**Extract provided**
****************

Posted by Greg Stein <gs...@gmail.com>.
Cool. That would be around my expectation for our performance in
wc-ng: just a quick walk of the tree calling lstat(), looking for size
changes or timestamp changes.

Also, recall that I had planned to have a mode for 'svn stat' that
only looks at the metadata (adds, removes, etc), but without a crawl.
I didn't think a simple crawl would be so fast. I think, for now, that
I'm going to punt on the idea of a no-crawl status mode. No reason to
monkey up status with Yet Another Command Line Switch when it can go
this fast (and think about the typical case!).

And think about hot caches! My Macbook can "find . | wc -l" across
170k files in just 5 seconds.

****************

**To be done**
a: In the post about 'svn stat' speed, put this sentence into Spanish: "I didn't think a simple crawl would be so fast."
b: Write a few more sentences of the post about 'svn stat' speed, carrying on after its last line.

**Source data**

****************

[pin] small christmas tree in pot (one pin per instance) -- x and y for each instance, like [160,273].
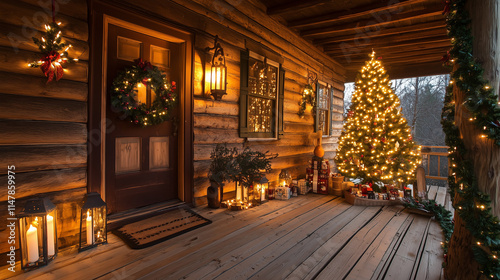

****************

**Answer set**
a: No creía que un simple recorrido fuera tan rápido.

b:
Thanks,
-g

On Wed, Oct 29, 2008 at 1:02 AM, Philipp Marek
<ph...@emerion.com> wrote:
> On Tuesday, 28. October 2008, Harvey, Edward wrote:
>> I'm not sure what you mean by "with full caches" or "keep access more
>> local" but I do know this - I created a similar python script to walk a
>> tree.
>>         With cold cache, local disk, python walking the tree on 100,000
>> files takes approx 10 sec With cold cache, local disk, "svn stat" on 17,000
>> files (50,000 including .svn dirs) takes approx 4 mins With cold cache,
>> local disk, "git status" on 17,000 files (30,000 including .git dirs) takes
>> approx 2 mins Perforce is able to do this is zero time.  (a few ms)
> In case anybody's interested, here are some performance numbers for FSVS -
> which walks the whole tree, too.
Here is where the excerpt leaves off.